* begin *

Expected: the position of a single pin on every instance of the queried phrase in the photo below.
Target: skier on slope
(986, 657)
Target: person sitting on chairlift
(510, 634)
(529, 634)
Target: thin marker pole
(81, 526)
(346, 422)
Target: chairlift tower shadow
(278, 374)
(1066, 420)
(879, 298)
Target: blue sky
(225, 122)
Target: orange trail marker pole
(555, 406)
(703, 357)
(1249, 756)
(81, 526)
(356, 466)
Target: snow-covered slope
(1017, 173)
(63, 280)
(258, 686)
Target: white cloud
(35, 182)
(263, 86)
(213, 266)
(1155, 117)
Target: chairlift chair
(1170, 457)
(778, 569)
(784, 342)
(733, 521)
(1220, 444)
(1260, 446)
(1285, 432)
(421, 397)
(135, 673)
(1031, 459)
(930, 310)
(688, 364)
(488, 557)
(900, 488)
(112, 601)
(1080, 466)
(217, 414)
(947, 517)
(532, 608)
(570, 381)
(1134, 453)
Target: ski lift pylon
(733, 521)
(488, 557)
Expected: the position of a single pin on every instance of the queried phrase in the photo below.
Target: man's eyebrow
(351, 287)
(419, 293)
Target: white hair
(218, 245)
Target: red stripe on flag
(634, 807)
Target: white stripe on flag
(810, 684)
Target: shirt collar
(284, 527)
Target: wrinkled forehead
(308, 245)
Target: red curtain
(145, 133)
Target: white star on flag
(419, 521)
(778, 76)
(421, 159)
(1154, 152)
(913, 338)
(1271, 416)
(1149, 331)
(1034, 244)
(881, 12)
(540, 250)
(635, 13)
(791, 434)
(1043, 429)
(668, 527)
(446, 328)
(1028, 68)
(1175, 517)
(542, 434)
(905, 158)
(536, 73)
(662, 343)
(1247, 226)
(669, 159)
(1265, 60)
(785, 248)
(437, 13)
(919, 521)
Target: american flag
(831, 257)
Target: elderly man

* end *

YOUR GOAL
Please repeat the items from the line with "Target: wrinkled forehead" up to and including the last line of the items.

TASK ANSWER
Target: wrinkled forehead
(308, 245)
Target: red curtain
(145, 133)
Target: white star on flag
(419, 521)
(778, 76)
(421, 159)
(1154, 152)
(913, 338)
(1271, 416)
(1149, 331)
(1034, 244)
(881, 12)
(540, 250)
(635, 13)
(791, 434)
(1043, 429)
(668, 527)
(446, 328)
(1028, 68)
(1175, 517)
(542, 434)
(905, 158)
(536, 73)
(662, 343)
(1247, 226)
(669, 159)
(1265, 60)
(785, 248)
(437, 13)
(919, 521)
Target: american flag
(831, 257)
Target: elderly man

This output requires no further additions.